> [Work instruction] Filter the listing for lines containing "outline".

> [Dataset content]
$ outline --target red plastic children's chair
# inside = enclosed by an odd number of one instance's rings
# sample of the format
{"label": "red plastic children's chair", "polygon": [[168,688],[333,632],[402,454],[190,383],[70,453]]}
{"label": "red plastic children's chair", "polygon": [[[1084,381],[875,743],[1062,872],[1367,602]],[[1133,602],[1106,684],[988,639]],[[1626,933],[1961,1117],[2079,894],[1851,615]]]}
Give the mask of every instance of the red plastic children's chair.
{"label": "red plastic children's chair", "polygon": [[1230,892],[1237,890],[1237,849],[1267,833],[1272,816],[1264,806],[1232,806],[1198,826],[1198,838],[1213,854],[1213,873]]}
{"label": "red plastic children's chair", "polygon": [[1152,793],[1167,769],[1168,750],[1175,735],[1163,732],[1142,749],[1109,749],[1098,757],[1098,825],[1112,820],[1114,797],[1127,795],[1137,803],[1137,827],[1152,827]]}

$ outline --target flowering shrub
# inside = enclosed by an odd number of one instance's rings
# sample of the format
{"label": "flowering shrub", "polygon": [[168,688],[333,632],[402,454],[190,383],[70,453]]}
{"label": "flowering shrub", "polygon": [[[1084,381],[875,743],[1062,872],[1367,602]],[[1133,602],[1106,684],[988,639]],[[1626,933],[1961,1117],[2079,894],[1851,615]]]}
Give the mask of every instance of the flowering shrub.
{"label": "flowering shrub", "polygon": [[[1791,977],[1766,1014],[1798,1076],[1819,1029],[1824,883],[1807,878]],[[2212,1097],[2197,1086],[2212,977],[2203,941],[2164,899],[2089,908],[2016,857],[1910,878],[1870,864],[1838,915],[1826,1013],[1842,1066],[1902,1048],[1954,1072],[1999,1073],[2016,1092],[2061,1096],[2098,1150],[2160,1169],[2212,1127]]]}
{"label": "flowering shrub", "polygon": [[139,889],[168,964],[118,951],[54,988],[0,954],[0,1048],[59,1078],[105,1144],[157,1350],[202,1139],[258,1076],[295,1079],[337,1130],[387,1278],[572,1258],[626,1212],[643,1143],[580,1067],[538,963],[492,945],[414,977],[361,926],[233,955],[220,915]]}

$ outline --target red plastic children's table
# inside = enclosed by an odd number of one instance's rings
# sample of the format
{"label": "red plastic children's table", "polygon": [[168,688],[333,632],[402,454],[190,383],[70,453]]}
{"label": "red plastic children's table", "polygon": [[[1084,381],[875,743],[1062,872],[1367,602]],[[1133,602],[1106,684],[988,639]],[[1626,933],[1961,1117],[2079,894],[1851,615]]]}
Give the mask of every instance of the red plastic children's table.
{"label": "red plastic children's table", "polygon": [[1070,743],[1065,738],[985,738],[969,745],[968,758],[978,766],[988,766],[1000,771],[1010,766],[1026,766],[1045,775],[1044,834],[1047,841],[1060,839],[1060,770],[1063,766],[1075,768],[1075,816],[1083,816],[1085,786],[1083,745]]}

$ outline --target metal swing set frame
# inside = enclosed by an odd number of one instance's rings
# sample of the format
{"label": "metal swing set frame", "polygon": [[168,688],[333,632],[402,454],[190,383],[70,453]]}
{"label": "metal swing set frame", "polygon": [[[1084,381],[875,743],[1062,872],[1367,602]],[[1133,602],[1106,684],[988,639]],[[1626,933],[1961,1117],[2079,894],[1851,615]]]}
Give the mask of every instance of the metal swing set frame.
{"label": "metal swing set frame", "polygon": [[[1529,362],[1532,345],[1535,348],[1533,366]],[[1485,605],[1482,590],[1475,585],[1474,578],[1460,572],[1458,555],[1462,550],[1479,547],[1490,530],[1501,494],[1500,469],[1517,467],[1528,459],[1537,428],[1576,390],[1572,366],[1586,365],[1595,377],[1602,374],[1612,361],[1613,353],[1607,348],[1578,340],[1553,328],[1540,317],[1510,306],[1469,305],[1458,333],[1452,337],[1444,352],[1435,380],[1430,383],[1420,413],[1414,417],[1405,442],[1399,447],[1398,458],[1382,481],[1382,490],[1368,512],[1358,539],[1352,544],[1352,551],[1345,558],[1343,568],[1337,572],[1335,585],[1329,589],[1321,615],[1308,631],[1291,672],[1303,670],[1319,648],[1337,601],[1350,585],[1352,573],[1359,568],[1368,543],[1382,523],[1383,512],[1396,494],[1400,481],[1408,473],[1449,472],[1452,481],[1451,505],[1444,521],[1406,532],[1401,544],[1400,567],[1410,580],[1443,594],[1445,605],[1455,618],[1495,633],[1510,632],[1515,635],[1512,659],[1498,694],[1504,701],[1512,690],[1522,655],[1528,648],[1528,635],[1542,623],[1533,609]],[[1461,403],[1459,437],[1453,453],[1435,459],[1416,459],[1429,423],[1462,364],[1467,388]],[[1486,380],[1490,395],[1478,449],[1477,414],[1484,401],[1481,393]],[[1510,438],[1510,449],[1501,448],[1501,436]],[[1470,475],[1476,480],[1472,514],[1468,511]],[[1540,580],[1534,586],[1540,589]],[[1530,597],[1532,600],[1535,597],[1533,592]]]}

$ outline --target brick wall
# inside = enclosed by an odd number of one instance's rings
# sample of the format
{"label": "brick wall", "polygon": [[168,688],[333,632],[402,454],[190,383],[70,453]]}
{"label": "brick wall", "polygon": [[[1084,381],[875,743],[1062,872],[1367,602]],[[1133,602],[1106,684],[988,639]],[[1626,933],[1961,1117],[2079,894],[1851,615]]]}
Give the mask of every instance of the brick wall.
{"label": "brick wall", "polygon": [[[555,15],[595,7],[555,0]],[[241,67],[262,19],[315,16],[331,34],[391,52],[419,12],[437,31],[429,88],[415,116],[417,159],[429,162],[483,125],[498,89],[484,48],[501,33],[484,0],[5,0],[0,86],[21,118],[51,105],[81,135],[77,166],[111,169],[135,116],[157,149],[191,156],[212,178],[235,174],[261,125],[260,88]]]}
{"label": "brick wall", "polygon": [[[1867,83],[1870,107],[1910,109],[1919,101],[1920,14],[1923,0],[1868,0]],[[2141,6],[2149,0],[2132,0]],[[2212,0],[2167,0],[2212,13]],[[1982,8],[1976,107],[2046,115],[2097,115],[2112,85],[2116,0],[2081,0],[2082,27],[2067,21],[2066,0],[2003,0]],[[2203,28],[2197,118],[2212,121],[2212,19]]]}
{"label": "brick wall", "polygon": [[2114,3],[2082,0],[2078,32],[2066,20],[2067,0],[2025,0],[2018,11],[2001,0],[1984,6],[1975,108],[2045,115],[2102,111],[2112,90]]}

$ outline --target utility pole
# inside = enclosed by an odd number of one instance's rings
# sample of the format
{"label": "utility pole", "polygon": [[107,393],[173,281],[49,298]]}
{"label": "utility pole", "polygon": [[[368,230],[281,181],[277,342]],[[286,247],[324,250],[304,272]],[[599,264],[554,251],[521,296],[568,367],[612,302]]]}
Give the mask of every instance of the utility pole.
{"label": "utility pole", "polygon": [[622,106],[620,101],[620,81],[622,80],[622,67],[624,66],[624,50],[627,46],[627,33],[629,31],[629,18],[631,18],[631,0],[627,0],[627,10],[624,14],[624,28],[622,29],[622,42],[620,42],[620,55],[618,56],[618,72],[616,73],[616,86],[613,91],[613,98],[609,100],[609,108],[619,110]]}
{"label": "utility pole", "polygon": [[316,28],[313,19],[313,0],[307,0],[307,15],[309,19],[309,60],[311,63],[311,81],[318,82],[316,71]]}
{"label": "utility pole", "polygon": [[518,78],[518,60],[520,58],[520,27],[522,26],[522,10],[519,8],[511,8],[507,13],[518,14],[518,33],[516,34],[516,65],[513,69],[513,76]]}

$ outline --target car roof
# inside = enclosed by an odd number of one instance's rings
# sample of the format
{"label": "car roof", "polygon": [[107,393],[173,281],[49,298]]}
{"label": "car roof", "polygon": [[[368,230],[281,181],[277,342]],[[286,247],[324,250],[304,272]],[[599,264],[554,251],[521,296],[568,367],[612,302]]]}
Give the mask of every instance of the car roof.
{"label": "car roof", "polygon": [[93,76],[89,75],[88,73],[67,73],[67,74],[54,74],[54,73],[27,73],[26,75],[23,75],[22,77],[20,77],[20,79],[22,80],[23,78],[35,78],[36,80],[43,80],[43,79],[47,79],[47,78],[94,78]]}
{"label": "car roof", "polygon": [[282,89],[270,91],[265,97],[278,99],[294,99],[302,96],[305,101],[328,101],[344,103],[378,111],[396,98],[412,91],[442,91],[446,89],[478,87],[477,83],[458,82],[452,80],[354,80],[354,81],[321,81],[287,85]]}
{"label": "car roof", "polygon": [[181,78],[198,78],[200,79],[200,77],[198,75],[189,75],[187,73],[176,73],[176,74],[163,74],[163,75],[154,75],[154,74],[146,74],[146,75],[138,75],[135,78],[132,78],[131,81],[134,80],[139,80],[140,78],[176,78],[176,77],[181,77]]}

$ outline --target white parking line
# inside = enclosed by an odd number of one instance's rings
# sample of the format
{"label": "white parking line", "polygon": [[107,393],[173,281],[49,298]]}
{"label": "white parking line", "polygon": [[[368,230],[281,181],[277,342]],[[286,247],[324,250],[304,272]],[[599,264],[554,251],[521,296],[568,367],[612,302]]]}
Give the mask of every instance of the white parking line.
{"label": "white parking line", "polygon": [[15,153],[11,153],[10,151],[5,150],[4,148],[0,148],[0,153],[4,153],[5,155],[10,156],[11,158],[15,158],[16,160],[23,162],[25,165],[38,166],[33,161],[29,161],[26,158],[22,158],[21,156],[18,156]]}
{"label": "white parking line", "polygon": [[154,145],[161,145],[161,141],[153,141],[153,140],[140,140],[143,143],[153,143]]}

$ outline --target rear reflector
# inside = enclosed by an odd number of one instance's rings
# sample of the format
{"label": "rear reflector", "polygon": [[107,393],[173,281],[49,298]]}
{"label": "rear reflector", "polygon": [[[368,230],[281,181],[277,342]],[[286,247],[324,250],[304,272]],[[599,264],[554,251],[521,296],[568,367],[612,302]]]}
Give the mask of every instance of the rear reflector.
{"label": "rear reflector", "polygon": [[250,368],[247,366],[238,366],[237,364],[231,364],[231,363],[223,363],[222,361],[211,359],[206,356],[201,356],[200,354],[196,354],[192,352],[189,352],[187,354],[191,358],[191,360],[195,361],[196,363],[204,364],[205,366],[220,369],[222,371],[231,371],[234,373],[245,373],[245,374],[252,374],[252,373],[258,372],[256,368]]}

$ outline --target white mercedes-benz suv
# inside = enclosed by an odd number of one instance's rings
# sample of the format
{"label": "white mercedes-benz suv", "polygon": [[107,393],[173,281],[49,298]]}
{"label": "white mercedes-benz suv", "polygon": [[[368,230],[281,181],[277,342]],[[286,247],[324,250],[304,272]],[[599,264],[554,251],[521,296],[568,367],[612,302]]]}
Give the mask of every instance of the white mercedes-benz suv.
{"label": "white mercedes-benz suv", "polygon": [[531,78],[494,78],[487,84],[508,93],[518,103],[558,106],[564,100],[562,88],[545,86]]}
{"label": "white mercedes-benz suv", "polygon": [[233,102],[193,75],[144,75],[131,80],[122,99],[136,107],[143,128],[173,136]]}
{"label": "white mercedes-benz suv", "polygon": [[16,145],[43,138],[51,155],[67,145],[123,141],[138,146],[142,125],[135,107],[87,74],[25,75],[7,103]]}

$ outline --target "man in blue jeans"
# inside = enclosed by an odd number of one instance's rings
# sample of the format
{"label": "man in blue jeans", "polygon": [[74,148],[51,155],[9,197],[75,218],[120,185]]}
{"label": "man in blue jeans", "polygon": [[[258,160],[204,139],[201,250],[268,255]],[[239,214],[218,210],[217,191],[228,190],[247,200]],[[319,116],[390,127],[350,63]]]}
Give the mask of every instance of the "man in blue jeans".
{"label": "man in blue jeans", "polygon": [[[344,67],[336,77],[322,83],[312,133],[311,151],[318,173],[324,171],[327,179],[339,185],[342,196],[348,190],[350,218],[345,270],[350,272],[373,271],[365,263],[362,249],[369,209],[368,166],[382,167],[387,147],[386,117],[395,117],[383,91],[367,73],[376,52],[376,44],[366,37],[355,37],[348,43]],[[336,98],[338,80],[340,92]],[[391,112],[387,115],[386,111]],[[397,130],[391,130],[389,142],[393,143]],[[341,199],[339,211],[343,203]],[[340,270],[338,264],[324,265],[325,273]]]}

> [Answer to this exercise]
$ outline --target red plastic children's chair
$ outline --target flowering shrub
$ outline --target red plastic children's table
$ outline --target metal swing set frame
$ outline --target brick wall
$ outline --target utility pole
$ outline --target car roof
$ outline --target white parking line
$ outline --target rear reflector
$ outline --target white mercedes-benz suv
$ outline --target "man in blue jeans"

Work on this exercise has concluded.